• _AIM OF THE EXERCISE_
Starting at the line that contains "written as (302,320)." and ending after the line that contains "Target: refrigerator freezer drawer", convert those lines of the listing below into a JSON list of strings, one string per line, with blank lines left out.

====

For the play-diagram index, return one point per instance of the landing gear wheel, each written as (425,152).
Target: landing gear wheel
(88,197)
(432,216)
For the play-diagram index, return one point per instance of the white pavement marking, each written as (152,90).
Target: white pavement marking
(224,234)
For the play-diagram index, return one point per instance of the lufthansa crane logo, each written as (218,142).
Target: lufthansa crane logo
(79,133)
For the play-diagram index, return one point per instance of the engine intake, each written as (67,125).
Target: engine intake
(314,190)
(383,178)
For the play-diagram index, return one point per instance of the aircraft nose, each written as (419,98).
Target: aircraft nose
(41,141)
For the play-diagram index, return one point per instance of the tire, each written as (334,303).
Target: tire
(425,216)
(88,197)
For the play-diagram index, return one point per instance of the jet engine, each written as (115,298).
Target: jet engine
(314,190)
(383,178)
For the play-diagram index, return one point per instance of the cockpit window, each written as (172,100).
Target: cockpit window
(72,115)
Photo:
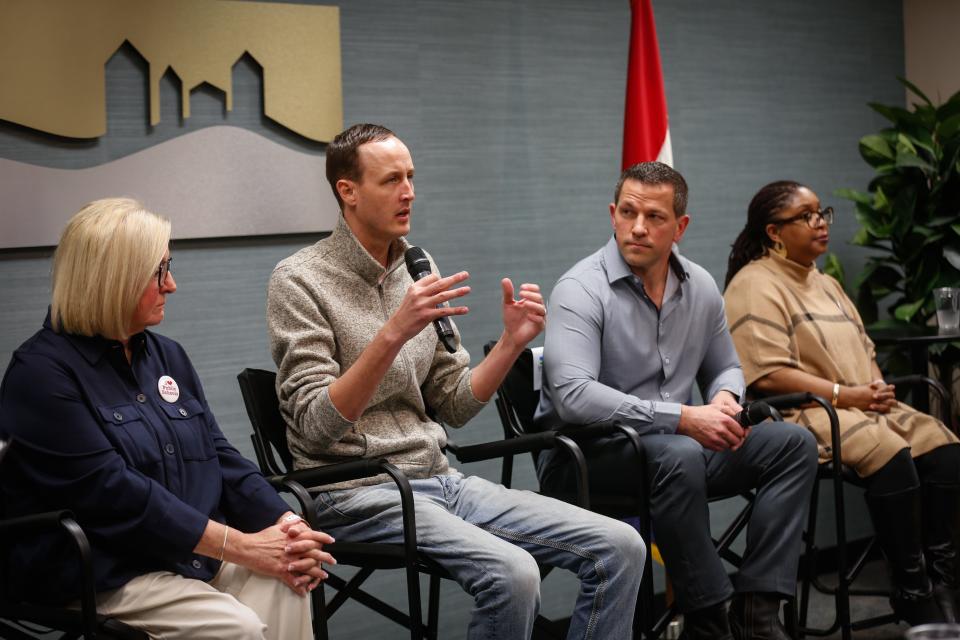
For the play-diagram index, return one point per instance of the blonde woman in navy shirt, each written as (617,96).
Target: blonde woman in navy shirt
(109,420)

====

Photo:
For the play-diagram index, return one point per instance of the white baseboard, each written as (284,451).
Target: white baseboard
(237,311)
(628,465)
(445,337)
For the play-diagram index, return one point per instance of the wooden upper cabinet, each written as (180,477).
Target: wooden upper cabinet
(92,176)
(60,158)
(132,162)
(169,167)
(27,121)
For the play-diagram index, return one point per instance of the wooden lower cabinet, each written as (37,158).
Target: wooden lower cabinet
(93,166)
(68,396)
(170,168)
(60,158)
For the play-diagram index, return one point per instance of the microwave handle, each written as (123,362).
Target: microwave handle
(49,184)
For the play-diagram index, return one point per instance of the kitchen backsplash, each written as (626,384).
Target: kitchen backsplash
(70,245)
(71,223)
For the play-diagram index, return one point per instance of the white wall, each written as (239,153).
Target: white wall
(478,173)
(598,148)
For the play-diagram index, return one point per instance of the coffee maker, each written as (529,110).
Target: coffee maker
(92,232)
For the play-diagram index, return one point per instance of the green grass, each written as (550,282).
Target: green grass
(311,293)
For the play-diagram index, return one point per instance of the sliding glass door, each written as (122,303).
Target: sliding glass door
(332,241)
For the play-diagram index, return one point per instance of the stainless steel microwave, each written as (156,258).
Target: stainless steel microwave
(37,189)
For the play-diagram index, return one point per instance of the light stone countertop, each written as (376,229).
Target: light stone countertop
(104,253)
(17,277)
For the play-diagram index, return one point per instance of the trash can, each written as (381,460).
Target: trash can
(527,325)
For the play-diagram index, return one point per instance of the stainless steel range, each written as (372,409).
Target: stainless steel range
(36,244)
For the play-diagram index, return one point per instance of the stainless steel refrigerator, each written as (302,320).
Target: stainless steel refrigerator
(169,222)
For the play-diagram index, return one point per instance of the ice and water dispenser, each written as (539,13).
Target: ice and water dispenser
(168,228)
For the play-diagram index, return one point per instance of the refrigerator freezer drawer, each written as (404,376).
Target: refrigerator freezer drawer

====

• _EXERCISE ANSWER_
[
  "For the play-diagram index, return one point per instance of the stainless steel refrigerator, each written as (302,320).",
  "Target: stainless steel refrigerator",
  "(169,222)",
  "For the play-diagram index, return one point per instance of the ice and water dispenser, each written as (539,13).",
  "Target: ice and water dispenser",
  "(168,228)",
  "For the play-diagram index, return one point per instance of the refrigerator freezer drawer, each written as (404,376).",
  "Target: refrigerator freezer drawer"
]